* [Your instructions] Convert the lines below, from the line containing "Practice. Point at the cockpit" through the line containing "<point>481,359</point>", both included, into a JSON list of strings with one string per line, omitting blank lines.

_ _ _ _ _ _ _

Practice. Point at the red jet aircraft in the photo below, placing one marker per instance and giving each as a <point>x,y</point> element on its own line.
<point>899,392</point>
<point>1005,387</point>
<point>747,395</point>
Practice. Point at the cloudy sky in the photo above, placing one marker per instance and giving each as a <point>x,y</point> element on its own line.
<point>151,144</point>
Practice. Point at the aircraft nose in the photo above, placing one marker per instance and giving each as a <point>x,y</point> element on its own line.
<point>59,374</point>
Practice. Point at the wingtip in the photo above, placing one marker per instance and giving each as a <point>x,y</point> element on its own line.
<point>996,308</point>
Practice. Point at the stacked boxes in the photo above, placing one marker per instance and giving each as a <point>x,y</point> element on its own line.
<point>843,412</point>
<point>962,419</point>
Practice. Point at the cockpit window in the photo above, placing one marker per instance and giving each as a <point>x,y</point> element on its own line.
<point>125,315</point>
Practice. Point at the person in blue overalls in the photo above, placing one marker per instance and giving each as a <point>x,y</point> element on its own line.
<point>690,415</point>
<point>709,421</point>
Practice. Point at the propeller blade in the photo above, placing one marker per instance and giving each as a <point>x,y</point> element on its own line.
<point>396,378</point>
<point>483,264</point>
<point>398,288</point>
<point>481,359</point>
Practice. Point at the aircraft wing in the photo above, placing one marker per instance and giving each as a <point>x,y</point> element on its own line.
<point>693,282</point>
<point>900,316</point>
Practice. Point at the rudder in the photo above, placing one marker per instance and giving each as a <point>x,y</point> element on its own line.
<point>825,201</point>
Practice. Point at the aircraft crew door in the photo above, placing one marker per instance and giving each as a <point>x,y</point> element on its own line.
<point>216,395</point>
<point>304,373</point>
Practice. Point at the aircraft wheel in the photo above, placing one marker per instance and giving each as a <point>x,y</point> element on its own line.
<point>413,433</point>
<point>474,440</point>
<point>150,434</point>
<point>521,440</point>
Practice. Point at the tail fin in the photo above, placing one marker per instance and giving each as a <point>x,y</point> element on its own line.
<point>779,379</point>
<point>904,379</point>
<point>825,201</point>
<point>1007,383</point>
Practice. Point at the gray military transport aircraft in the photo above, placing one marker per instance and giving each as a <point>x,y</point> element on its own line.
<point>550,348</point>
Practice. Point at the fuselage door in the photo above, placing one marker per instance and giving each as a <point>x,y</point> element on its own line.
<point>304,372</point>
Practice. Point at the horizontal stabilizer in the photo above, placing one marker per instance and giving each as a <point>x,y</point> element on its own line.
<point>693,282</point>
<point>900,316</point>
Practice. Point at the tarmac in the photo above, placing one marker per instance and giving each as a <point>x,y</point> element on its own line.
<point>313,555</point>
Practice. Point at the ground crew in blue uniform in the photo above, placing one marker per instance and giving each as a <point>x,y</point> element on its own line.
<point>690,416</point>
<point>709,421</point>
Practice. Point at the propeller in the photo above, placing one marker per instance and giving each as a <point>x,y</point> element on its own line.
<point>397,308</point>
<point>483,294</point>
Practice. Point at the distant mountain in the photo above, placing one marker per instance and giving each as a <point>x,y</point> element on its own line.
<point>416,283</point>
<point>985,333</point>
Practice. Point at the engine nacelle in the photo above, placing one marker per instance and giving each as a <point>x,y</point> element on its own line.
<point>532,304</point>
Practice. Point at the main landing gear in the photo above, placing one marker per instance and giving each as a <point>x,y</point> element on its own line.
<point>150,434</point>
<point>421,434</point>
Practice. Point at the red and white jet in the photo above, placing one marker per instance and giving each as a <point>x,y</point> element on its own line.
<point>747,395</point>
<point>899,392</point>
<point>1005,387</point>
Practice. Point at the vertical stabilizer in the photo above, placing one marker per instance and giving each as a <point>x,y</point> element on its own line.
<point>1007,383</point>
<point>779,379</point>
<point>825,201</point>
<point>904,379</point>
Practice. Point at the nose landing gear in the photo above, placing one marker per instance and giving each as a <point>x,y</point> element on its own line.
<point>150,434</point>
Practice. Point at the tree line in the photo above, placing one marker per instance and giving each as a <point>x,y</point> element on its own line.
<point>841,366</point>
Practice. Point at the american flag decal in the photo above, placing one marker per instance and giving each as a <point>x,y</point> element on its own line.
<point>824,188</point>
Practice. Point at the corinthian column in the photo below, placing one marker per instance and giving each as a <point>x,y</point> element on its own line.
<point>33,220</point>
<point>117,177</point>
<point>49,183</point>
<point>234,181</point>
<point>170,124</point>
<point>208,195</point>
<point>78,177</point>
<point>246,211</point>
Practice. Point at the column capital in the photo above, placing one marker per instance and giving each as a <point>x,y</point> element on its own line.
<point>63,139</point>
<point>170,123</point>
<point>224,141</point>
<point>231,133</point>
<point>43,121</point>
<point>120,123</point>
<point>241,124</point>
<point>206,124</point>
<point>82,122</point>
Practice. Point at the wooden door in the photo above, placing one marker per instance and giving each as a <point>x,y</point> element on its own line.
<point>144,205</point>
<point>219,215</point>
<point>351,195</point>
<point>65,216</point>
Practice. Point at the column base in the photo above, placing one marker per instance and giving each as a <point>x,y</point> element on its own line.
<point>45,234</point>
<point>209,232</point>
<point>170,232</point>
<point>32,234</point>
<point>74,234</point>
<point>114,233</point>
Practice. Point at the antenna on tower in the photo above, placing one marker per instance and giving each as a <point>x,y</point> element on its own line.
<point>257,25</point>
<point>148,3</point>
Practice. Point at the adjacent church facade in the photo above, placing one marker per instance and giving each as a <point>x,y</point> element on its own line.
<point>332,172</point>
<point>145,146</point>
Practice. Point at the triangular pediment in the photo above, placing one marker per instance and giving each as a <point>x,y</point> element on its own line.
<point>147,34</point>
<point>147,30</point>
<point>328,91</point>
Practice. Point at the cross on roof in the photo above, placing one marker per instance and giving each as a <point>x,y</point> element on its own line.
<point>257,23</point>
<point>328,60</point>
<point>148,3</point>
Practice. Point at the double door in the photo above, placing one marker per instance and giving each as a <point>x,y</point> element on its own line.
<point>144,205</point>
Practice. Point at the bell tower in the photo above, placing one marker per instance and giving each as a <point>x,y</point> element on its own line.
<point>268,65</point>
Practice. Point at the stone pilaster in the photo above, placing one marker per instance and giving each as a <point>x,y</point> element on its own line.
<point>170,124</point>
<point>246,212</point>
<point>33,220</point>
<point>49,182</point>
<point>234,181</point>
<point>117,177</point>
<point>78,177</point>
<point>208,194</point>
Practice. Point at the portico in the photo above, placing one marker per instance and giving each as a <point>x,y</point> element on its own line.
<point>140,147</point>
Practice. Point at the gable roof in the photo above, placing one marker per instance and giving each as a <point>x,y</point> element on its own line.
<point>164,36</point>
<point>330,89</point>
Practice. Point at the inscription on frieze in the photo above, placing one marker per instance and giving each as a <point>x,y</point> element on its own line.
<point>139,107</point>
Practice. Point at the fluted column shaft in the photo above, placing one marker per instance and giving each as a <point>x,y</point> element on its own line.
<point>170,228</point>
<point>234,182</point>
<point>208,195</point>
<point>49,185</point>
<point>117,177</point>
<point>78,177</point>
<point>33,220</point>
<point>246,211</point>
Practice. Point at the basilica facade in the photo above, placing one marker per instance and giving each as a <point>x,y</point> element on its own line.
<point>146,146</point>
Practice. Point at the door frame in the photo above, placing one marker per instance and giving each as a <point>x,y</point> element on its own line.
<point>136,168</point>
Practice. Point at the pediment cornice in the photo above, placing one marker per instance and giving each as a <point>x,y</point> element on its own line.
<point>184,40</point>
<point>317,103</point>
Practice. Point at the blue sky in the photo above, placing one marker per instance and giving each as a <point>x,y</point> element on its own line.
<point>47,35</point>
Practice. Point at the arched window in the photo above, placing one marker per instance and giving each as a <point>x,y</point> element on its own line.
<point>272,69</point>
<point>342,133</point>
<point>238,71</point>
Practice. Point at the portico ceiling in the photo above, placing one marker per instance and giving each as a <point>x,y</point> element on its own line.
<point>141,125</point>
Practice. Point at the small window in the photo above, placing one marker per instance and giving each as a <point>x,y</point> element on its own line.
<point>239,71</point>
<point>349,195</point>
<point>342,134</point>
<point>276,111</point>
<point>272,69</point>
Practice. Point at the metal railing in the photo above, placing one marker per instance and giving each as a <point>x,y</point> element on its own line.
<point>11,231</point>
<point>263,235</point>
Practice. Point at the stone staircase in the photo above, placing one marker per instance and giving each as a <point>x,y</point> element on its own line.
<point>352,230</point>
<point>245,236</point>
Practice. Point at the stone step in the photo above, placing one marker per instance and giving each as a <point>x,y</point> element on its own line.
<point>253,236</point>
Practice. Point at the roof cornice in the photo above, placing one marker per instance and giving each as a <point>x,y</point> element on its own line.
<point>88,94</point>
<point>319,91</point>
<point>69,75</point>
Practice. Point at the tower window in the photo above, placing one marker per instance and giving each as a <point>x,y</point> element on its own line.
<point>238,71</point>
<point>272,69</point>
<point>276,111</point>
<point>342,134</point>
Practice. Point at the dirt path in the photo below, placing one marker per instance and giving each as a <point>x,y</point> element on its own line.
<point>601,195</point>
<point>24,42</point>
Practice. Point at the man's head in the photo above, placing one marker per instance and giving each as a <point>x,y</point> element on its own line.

_ _ _ _ _ _ _

* [Response below]
[
  "Practice. Point at the cockpit window in the photo above, placing one marker per instance and giving each as a <point>x,y</point> element on its own line.",
  "<point>125,315</point>",
  "Practice. Point at the person in blue overalls in the photo above, placing one marker per instance and giving each as a <point>x,y</point> element on its own line.",
  "<point>690,415</point>",
  "<point>709,421</point>",
  "Practice. Point at the propeller blade in the photo above, placing one marker per instance and giving each as a <point>x,y</point> element on its own line.",
  "<point>396,378</point>",
  "<point>483,264</point>",
  "<point>398,288</point>",
  "<point>481,359</point>"
]